(begin)

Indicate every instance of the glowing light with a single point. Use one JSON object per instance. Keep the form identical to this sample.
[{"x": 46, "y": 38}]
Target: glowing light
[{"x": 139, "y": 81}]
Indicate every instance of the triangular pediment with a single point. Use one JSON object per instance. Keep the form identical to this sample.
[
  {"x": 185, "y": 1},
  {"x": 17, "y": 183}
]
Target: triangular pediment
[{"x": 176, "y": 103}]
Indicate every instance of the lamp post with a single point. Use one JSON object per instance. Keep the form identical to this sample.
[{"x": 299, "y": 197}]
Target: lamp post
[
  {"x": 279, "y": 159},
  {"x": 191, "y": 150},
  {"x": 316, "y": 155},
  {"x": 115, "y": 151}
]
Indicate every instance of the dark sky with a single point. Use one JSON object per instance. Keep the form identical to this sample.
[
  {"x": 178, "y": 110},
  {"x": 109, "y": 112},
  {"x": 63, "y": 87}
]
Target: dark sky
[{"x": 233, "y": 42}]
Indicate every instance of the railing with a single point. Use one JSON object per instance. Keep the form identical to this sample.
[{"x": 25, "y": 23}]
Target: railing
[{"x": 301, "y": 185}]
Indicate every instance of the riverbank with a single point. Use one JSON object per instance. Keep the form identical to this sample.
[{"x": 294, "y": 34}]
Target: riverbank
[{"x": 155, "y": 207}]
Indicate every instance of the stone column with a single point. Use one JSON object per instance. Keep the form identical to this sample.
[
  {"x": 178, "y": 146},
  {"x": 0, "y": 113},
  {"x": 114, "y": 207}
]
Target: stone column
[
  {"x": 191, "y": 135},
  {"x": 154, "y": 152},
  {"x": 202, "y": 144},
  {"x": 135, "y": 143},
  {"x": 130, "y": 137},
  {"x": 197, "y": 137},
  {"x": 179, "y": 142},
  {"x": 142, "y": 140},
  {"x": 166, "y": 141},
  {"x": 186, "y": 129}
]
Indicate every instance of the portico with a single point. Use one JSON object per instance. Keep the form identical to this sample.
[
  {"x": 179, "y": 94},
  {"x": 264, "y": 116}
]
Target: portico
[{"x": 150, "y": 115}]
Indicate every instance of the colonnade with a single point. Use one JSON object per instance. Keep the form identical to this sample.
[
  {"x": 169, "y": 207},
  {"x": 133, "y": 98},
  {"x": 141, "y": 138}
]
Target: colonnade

(end)

▶ **EXERCISE**: Copy all of the lines above word for word, with nothing changed.

▶ **COMPLETE ANSWER**:
Indicate every instance of the glowing light with a single point. Use one JSON object per instance. Keep the form identical to this sample.
[{"x": 46, "y": 38}]
Target: glowing light
[{"x": 139, "y": 81}]
Indicate every instance of the triangular pediment with a single point. Use one JSON object per instance. Keep the form identical to this sample.
[
  {"x": 185, "y": 1},
  {"x": 17, "y": 183}
]
Target: triangular pediment
[{"x": 176, "y": 103}]
Indicate every instance of the lamp post with a single point. Use one JSON object per instance. Keep the form identical to this sample.
[{"x": 299, "y": 197}]
Target: lamp post
[
  {"x": 279, "y": 159},
  {"x": 191, "y": 150},
  {"x": 316, "y": 155},
  {"x": 115, "y": 151}
]
Indicate every instance of the dark sky with a single point. Use one JSON object per instance. Keep the form identical to this sample.
[
  {"x": 178, "y": 110},
  {"x": 109, "y": 112},
  {"x": 63, "y": 87}
]
Target: dark sky
[{"x": 233, "y": 42}]
Indicate every instance of the railing with a single point. Use one JSON object per instance. Keep the form identical to this sample.
[{"x": 25, "y": 23}]
Target: railing
[{"x": 301, "y": 185}]
Indicate every instance of the riverbank with a single point. Use one JSON object per instance. Keep the form identical to this sample.
[{"x": 294, "y": 34}]
Target: riverbank
[{"x": 155, "y": 207}]
Indicate every instance of the stone column with a single point. Use one JSON object per instance. Keep the form identical to this sample.
[
  {"x": 178, "y": 146},
  {"x": 0, "y": 113},
  {"x": 114, "y": 207}
]
Target: stone column
[
  {"x": 191, "y": 135},
  {"x": 154, "y": 152},
  {"x": 202, "y": 144},
  {"x": 135, "y": 143},
  {"x": 130, "y": 137},
  {"x": 197, "y": 137},
  {"x": 179, "y": 142},
  {"x": 142, "y": 140},
  {"x": 166, "y": 141},
  {"x": 186, "y": 129}
]
Indicate every instance of the portico with a single point. Use one JSON object per instance. Keep the form identical to this sample.
[
  {"x": 179, "y": 94},
  {"x": 264, "y": 116}
]
Target: portico
[{"x": 150, "y": 115}]
Indicate every instance of the colonnade with a single point. Use one JSON object per instance. Keep the form identical to this sample.
[
  {"x": 169, "y": 207},
  {"x": 133, "y": 98},
  {"x": 141, "y": 138}
]
Target: colonnade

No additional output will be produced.